▶ [GOAL OF THE EXERCISE]
Print the records exactly as written, and let no picture into the answer.

Referring expression pointing data:
>>>>
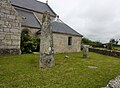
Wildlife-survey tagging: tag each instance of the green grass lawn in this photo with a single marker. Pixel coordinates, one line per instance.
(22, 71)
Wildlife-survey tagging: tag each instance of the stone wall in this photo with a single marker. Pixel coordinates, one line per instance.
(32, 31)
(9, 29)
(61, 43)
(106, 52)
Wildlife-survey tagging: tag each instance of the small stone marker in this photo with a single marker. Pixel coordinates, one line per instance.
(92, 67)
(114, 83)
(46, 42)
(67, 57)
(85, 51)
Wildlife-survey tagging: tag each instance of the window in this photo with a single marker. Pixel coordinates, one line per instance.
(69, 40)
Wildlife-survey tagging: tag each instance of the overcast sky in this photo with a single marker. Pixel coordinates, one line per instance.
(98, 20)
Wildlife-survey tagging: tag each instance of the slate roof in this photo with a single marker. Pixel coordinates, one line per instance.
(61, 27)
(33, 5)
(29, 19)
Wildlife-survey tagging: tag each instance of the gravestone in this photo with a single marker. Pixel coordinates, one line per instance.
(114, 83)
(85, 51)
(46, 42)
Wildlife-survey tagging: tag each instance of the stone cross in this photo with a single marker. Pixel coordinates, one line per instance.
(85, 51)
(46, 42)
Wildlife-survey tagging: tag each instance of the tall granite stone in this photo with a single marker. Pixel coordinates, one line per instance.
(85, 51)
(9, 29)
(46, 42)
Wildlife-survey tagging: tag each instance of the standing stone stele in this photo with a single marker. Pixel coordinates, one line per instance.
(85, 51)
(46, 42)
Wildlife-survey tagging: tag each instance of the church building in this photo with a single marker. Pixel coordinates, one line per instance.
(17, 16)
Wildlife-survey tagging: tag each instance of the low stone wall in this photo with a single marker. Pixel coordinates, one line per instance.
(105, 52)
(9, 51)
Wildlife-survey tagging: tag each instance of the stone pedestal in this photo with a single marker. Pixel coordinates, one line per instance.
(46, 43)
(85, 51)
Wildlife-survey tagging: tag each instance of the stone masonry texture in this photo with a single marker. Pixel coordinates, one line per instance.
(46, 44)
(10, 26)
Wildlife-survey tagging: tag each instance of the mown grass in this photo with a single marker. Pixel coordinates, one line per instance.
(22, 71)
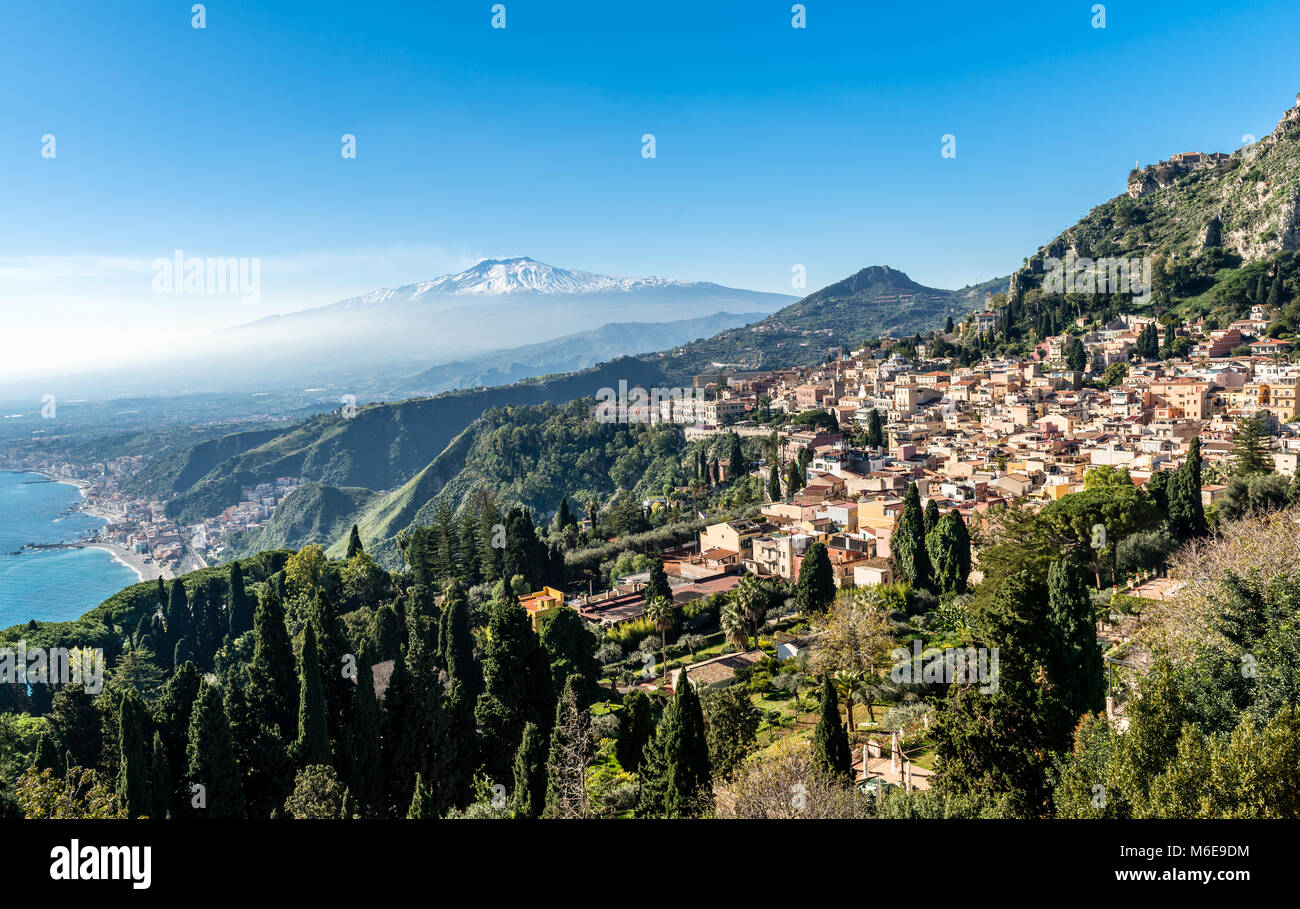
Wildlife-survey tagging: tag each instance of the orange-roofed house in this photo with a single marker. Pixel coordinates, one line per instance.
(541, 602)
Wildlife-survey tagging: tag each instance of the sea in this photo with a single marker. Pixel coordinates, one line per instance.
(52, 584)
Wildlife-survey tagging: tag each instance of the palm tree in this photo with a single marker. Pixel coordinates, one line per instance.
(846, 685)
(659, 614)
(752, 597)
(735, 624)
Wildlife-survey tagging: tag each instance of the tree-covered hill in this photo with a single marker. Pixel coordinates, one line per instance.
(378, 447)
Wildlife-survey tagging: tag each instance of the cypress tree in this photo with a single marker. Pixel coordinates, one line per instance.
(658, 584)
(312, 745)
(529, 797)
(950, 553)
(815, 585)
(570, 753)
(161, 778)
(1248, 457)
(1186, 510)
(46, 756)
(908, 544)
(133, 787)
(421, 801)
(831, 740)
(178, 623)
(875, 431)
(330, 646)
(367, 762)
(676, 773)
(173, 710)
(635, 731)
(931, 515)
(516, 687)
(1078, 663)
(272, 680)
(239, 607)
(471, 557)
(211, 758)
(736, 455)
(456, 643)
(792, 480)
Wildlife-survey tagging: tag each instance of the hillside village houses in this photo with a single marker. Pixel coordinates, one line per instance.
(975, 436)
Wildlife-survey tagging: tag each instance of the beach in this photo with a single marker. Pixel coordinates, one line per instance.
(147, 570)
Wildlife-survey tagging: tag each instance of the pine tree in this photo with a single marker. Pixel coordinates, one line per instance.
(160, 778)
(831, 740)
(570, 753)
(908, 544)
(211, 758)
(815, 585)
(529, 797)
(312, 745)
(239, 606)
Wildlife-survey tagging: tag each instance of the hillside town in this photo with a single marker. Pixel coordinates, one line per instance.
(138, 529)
<<<<
▶ [YOUR SOLUTION]
Wildlife-survey tagging: tag each instance of the green grass lawn in this photo with a single marker. Pixel coordinates, one line per instance.
(22, 71)
Wildlife-survey tagging: tag each instance of the stone wall in this photo with a single marker. Pixel coordinates, one line per instance.
(32, 31)
(9, 29)
(61, 43)
(106, 52)
Wildlife-survey tagging: tag each instance of the small stone marker in this photo with a single marker. Pixel coordinates, one line per instance.
(92, 67)
(114, 83)
(46, 42)
(67, 57)
(85, 51)
Wildlife-survey tagging: tag each instance of the window in this photo with a single marker. Pixel coordinates, one line per instance.
(69, 40)
Wildlife-survey tagging: tag each instance of the overcast sky in this photo with a single marker. Pixel coordinates, one line per instance.
(98, 20)
Wildlife-survey tagging: tag each instance of the slate roof in this photo with a single marker. Pixel coordinates, one line per instance.
(61, 27)
(33, 5)
(29, 19)
Wildlife-survey tagging: tag each instance of the gravestone in this photo with a single marker. Pixel coordinates, one line per instance.
(114, 83)
(85, 51)
(46, 42)
Wildlife-survey tagging: tag each instance of the stone cross in this photo with a single marker. Pixel coordinates, one line per instance.
(85, 51)
(46, 42)
Wildlife-survey tagging: tag each instance of the tall granite stone in this photo with a single marker. Pixel coordinates, one line per instance.
(85, 51)
(9, 29)
(46, 42)
Wildlife-survey tagging: tag each instance of the standing stone stele in this photo with a single marker. Pixel coordinates, one line per instance.
(85, 51)
(46, 42)
Wildlife-survey tagging: tag each instance of the church building in this photo with a single marker. Pixel coordinates, one line per instance.
(17, 16)
Wildlife-survey tagging: tag each instance of the low stone wall in this photo with a single marker. Pixel coordinates, one line per instance.
(105, 52)
(9, 51)
Wildlife-survey tagging: tag each instance of the stone pedestal in this photo with a single marker. Pixel coordinates, one line per instance.
(46, 43)
(85, 51)
Wildlife-survey tagging: tag each instance of the stone masonry texture in this photo with a single marker. Pixel coordinates, one line per instance.
(46, 44)
(10, 26)
Wildlife-survey tagging: tag each instance of the mown grass in this photo with a single marker. Pixel coordinates, one line per instance.
(22, 71)
Wildlife-survey tagging: tag each instance of the orange-roofed house in this photo with a single marker. Pixel coordinates, one line per instance.
(541, 602)
Wildlife-survey tagging: tag each instance of the sea in this photo with a single marker. Pixel coordinates, one line per instance.
(52, 584)
Wildlife-survey tagging: tag each instance of the palm tree in this photo with a single marker. Pixel coordinates, one line per instance.
(846, 685)
(659, 614)
(752, 597)
(735, 624)
Wildlife-survey tagging: tag each instance of the tree-covered hill in this photo with a single marker. Pixel coordinates, one line per instance.
(378, 447)
Wildlife-survey tagging: tag each instance of the cypress tree in this photo with a single marker. Pixel coordinates, one line per instance.
(658, 584)
(312, 745)
(529, 797)
(950, 553)
(815, 585)
(570, 753)
(161, 778)
(1248, 457)
(1186, 510)
(46, 756)
(908, 544)
(133, 787)
(421, 801)
(831, 740)
(178, 623)
(875, 431)
(330, 646)
(367, 762)
(676, 773)
(173, 710)
(635, 731)
(931, 515)
(516, 687)
(1078, 663)
(272, 680)
(239, 607)
(471, 557)
(211, 758)
(736, 455)
(456, 643)
(792, 480)
Wildlife-survey tagging: tag each instance of the hillside village houses in this photo with a single marker. Pixel coordinates, one line per instance.
(975, 436)
Wildlife-survey tagging: tag each instance of the beach in this photo with a single marker. Pixel coordinates, one line per instance.
(147, 570)
Wildlife-survey tagging: tag each instance of the pine tree in this photo with a single marker. Pixel coordinates, one line per instance.
(160, 778)
(831, 740)
(570, 753)
(908, 544)
(211, 758)
(815, 585)
(529, 797)
(312, 745)
(239, 606)
Wildlife-survey tagging: tag each instance of the hillside town in this photo with a single marker. Pixel coordinates, one line per instance.
(138, 529)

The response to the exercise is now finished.